Exercise task » Turn everything from the start of the material down to the line with "x=398, y=140" into a numbered list, skipping blank lines. Leave the pictures out.

Raw records »
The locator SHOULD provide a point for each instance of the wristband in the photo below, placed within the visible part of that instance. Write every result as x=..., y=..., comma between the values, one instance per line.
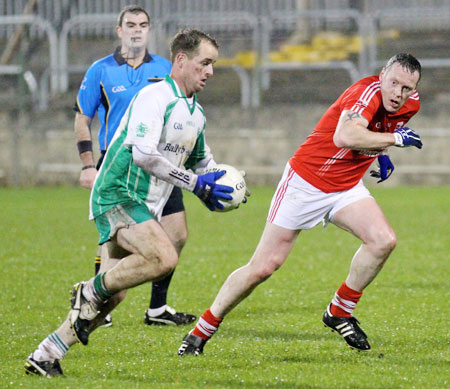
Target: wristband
x=84, y=145
x=398, y=140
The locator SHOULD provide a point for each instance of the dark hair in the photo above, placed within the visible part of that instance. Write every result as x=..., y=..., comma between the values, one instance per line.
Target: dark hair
x=407, y=61
x=134, y=9
x=187, y=41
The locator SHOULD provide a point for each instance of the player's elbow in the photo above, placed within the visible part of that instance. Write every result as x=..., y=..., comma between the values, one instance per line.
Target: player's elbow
x=341, y=140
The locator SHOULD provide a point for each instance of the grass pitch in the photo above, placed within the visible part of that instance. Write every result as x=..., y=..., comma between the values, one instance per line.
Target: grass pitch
x=274, y=339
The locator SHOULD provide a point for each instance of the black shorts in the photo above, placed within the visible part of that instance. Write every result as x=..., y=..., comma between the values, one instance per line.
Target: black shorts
x=174, y=202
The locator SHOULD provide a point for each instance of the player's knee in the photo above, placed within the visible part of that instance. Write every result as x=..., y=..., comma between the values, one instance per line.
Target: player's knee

Reply to the task »
1. The locator SHOULD provide a point for each instance of the wristband in the photo below, placed within the visible part of that instance. Write every result as x=..., y=..., comma between the values, one instance per line.
2. Target: wristband
3. x=84, y=145
4. x=398, y=140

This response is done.